■ REQUIRED WORK: Please substitute "reduced" for "simplified" in the stretch from the start of the records through the line containing "All paths have fill-rule evenodd.", and give that stretch again with nothing else changed.

▶

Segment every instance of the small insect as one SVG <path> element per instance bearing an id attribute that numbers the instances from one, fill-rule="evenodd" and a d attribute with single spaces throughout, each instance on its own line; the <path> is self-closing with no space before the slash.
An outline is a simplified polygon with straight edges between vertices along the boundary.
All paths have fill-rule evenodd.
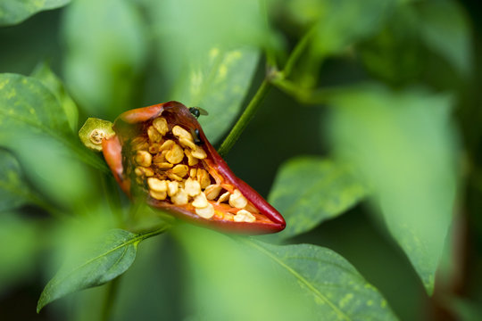
<path id="1" fill-rule="evenodd" d="M 209 115 L 207 111 L 201 107 L 189 107 L 189 111 L 191 111 L 193 116 L 195 117 L 196 119 L 199 118 L 199 116 L 201 115 L 204 115 L 204 116 Z"/>
<path id="2" fill-rule="evenodd" d="M 203 142 L 201 138 L 199 138 L 199 129 L 191 128 L 191 135 L 193 136 L 194 142 L 196 145 L 202 145 L 204 144 L 204 142 Z"/>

◀

■ ANSWER TO THIS PROBLEM:
Segment every instance of the small insect as one SVG <path> element per instance bearing an id attribute that numbers the instances from one, fill-rule="evenodd" and a d attribute with single spaces throughout, each instance on its own line; the <path> is self-closing with no space before the slash.
An outline is a reduced polygon with straight edges between vertices along the boundary.
All paths have fill-rule evenodd.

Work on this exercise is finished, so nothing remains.